* begin PASSAGE PROVIDED *

Telangana girl launches OPods or micro houses built of sewerage pipes at low-cost

Though primarily aimed at the underprivileged, Manasa has 12 different designs of experimental mobile housing that may suit different sectors.

While owning a house is everyone’s dream, making that come true is Perala Manasa’s dream. On Wednesday, the 23-year-old civil engineer announced the launch of OPods or micro homes in pipes comprising one bedroom with a built-up area 120 sq ft and made out of a concrete sewerage pipe of 2000 mm diameter.

Hailing from a poor family in Bommakal village in Telangana’s Karimnagar district, Manasa credits her single mother for inspiration and the Telangana Social Welfare Residential Educational Institutions Society (TSWREIS) for the education that enabled her to dream. After doing B.Tech (civil engineering) from Lovely Professional University in May 2020, Manasa spent another six months researching the designs prevalent in Japan, Hong Kong and other places to suit the local needs and weather conditions before registering a company in January 2021. The work on the first model began in March 2021.

* end PASSAGE PROVIDED *

BRIEF A: In the article on the pipe homes, what is the built-up area of one OPod?
BRIEF B: From the article on the pipe homes, copy the stretch from "Telangana girl launches" through "2000 mm diameter.".
BRIEF C: List every month-and-year date that the article on the pipe homes mentions.

* begin GIVEN RECORDS *

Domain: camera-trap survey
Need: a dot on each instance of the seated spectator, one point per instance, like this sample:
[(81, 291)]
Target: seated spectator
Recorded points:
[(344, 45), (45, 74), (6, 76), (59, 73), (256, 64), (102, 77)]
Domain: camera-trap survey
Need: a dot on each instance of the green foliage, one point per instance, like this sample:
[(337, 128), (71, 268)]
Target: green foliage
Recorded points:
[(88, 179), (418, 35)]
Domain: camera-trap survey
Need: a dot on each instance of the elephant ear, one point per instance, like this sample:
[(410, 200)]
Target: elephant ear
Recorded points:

* end GIVEN RECORDS *
* begin GIVEN RECORDS *

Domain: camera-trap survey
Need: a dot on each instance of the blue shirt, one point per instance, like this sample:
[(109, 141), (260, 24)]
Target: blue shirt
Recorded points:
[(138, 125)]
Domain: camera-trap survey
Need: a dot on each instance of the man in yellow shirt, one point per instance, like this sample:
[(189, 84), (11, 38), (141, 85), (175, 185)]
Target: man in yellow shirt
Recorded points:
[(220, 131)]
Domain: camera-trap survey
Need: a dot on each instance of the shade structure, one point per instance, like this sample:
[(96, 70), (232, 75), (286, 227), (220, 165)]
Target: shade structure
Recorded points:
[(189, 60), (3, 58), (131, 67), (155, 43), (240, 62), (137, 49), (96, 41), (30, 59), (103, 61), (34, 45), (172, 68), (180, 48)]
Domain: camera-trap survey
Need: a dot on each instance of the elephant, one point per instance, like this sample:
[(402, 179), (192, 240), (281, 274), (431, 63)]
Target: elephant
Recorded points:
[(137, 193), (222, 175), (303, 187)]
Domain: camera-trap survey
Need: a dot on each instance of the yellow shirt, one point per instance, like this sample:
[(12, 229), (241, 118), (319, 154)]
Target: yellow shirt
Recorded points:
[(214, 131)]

* end GIVEN RECORDS *

WRITTEN REPLY A: 120 sq ft

WRITTEN REPLY B:
Telangana girl launches OPods or micro houses built of sewerage pipes at low-cost

Though primarily aimed at the underprivileged, Manasa has 12 different designs of experimental mobile housing that may suit different sectors.

While owning a house is everyone’s dream, making that come true is Perala Manasa’s dream. On Wednesday, the 23-year-old civil engineer announced the launch of OPods or micro homes in pipes comprising one bedroom with a built-up area 120 sq ft and made out of a concrete sewerage pipe of 2000 mm diameter.

WRITTEN REPLY C: May 2020, January 2021, March 2021